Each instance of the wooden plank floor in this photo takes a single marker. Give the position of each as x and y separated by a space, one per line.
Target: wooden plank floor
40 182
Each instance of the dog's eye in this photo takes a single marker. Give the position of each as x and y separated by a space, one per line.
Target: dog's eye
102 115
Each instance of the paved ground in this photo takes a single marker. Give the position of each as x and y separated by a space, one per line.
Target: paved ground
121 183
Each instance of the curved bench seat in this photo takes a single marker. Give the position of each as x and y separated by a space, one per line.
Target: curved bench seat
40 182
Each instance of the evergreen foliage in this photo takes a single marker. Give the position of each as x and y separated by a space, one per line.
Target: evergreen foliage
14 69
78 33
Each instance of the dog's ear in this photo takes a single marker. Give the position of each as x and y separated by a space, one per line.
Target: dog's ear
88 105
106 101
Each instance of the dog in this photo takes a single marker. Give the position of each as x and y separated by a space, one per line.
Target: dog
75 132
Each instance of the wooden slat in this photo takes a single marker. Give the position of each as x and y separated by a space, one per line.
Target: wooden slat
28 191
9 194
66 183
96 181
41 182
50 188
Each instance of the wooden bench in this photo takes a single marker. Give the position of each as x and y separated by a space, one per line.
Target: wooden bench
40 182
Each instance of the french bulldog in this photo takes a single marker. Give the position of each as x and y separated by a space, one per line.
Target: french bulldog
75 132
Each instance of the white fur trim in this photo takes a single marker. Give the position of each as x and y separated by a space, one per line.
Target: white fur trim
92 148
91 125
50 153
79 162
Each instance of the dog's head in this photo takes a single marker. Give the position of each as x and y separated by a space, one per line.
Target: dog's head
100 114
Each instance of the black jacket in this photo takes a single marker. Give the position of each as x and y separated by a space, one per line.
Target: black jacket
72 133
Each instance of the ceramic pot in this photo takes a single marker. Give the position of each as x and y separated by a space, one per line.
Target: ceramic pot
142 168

+--

Short problem. Repeat, character for character, the lines from the one that holds "Each instance of the dog in" to the final line of the material, inclusive, and no other lines.

Answer to this task.
Each instance of the dog in this photo takes a single marker. Give the position of each as x and y separated by a space, one per line.
Target: dog
75 132
Each instance of the wooden slat in this photo takes a single marker. Give the position of each as x and y separated by a space, one per line.
Target: wooden slat
28 191
9 194
66 183
96 181
41 182
50 188
Each instance of the wooden bench in this photo takes a single marker. Give the position of each as x and y separated by a space, one per line.
Target: wooden bench
40 182
Each instance of the french bulldog in this photo takes a single marker. Give the position of each as x and y separated by a space, one per line.
Target: french bulldog
75 132
Each instance of the white fur trim in this photo takes a single marker. Give the position of each as x and y separated by a space, one per line.
Target: white fur trim
92 148
91 125
50 153
79 162
Each instance of the dog's head in this photo takes a single marker. Give the position of each as x and y separated by a space, one per line.
Target: dog's head
100 114
Each instance of the black jacket in this photo takes a single marker. Give the position of each as x and y separated by a space, one per line.
Target: black jacket
72 133
Each instance of the ceramic pot in this photo takes a single marker. Give the position of each as x and y separated by a space, one per line.
Target: ceramic pot
142 168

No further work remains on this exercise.